Exactly reproduce the lines from the line containing "point: red truck cab" to the end of the data below, inclusive, and nothing else.

─── Data records ───

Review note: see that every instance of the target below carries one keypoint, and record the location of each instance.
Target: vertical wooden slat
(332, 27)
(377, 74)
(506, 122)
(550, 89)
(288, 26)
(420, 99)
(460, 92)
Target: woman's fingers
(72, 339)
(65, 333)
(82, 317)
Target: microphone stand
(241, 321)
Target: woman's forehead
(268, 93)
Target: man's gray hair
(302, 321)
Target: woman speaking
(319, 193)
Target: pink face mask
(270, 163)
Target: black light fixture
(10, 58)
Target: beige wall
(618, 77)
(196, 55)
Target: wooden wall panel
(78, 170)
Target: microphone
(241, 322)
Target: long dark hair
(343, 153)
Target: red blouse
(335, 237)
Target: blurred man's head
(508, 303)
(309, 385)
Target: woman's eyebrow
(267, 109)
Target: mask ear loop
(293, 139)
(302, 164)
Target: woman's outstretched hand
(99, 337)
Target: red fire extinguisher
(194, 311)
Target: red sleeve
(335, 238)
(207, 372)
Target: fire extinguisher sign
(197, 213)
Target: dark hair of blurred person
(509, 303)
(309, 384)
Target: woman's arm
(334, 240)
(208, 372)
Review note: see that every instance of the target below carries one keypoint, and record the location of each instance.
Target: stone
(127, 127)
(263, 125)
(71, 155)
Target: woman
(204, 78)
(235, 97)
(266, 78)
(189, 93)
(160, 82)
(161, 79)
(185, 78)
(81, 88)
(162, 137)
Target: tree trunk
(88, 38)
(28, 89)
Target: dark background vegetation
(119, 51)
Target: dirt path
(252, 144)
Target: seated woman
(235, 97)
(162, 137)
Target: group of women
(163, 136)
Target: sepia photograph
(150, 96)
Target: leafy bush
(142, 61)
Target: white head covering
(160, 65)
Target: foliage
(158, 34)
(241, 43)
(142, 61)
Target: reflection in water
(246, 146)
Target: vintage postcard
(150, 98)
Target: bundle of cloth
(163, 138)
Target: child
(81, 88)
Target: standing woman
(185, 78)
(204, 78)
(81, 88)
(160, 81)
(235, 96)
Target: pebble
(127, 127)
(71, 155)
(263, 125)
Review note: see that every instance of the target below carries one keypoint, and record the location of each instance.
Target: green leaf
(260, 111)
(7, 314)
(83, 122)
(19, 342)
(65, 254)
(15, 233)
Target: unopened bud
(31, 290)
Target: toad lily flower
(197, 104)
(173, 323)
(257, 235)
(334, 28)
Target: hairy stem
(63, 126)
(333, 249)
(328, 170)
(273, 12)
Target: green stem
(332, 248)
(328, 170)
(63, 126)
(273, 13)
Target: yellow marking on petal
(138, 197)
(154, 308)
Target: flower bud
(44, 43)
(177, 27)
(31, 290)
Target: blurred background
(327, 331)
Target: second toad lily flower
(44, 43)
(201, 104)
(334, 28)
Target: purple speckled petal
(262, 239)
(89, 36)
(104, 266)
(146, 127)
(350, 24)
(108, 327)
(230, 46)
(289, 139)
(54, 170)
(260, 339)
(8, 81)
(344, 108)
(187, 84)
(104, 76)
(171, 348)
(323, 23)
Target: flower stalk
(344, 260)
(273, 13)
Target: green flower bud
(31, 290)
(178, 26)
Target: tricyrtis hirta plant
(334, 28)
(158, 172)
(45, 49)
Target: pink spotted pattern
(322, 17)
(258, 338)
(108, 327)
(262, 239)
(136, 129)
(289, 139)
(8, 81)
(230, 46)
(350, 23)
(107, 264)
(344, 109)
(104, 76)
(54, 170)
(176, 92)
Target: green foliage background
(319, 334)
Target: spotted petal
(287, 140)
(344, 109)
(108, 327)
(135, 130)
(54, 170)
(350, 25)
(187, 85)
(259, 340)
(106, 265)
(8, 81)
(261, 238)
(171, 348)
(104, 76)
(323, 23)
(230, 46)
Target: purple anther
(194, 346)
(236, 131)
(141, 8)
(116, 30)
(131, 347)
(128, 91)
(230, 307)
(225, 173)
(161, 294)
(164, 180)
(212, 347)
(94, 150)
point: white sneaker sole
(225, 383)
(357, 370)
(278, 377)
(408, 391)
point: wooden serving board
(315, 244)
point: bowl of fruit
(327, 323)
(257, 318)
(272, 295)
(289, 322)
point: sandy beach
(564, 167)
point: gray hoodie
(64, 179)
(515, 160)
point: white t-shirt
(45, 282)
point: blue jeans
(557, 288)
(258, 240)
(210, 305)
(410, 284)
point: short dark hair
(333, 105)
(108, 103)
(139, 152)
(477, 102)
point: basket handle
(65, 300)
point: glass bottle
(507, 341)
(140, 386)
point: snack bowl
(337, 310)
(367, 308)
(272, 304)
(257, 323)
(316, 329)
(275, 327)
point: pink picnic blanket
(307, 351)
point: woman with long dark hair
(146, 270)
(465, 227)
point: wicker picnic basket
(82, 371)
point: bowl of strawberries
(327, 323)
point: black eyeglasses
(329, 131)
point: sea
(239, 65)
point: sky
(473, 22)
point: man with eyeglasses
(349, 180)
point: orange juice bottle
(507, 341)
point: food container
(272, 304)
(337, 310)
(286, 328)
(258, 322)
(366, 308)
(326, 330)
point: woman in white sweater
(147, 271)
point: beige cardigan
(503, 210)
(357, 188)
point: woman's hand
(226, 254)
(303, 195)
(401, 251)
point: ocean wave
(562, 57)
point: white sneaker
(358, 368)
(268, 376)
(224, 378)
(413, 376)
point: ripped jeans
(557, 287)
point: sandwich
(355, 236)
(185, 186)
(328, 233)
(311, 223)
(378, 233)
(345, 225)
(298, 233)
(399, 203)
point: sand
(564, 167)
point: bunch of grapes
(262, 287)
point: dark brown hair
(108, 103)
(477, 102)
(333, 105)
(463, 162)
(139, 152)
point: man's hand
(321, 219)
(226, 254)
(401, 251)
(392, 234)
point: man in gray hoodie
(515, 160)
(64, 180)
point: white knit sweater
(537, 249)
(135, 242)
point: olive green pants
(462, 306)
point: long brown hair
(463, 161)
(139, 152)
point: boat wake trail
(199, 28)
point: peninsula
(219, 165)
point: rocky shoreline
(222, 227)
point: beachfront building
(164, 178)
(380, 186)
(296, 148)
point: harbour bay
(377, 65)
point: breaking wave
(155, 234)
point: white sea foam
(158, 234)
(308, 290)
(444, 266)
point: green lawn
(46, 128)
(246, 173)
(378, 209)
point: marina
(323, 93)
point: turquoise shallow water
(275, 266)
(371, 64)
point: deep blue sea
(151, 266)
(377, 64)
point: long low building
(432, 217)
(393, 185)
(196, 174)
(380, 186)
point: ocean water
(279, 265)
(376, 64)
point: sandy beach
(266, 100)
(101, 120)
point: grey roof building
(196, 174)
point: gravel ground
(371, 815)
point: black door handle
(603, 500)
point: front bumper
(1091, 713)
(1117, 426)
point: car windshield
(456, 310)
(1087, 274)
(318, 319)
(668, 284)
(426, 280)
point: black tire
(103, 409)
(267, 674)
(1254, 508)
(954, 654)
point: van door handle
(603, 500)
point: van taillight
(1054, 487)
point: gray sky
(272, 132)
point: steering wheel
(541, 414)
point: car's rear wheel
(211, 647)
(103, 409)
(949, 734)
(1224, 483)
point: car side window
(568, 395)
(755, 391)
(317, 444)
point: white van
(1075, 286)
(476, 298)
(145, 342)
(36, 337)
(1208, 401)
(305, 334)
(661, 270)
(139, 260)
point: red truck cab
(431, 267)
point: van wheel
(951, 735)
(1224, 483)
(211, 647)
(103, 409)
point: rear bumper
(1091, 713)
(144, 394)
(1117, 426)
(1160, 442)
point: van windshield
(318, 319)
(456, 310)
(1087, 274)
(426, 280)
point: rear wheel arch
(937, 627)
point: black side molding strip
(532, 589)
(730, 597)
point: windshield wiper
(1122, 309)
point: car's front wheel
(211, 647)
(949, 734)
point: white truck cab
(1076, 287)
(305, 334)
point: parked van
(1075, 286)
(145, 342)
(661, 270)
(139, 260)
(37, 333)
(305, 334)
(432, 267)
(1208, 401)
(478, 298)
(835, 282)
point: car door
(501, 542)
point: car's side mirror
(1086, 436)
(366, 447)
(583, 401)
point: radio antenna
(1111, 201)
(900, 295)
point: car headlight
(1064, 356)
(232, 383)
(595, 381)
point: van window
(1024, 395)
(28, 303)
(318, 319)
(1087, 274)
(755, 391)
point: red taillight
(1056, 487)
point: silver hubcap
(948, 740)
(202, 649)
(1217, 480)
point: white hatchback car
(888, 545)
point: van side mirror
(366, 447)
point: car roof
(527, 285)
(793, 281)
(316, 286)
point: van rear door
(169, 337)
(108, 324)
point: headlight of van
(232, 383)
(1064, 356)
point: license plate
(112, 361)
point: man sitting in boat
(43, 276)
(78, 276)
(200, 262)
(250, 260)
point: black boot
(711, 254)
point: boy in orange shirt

───

• Exercise output:
point: red truck cab
(431, 267)
point: van wheel
(951, 735)
(1224, 483)
(211, 647)
(103, 409)
point: rear bumper
(1091, 713)
(144, 394)
(1117, 426)
(1160, 442)
point: van windshield
(318, 319)
(456, 310)
(1087, 274)
(426, 280)
point: rear wheel arch
(937, 627)
point: black side molding strip
(532, 589)
(730, 597)
point: windshield wiper
(1122, 309)
point: car's front wheel
(211, 647)
(949, 734)
point: white truck cab
(1076, 287)
(305, 334)
point: parked van
(1075, 286)
(145, 342)
(661, 270)
(139, 260)
(37, 333)
(305, 334)
(432, 267)
(1208, 401)
(478, 298)
(835, 282)
point: car door
(501, 542)
point: car's side mirror
(1086, 436)
(366, 447)
(583, 401)
point: radio antenna
(1111, 201)
(900, 295)
point: car headlight
(1064, 356)
(232, 383)
(595, 381)
point: van window
(1024, 395)
(28, 303)
(318, 319)
(1087, 274)
(755, 391)
point: red taillight
(1056, 487)
point: silver hubcap
(948, 740)
(202, 649)
(1217, 480)
point: white hatchback car
(888, 545)
point: van side mirror
(366, 447)
point: car roof
(527, 285)
(793, 281)
(316, 286)
point: van rear door
(169, 337)
(108, 324)
point: headlight of van
(232, 383)
(1064, 356)
point: license plate
(112, 361)
point: man sitting in boat
(43, 276)
(78, 276)
(200, 262)
(250, 260)
point: black boot
(711, 254)
point: boy in orange shirt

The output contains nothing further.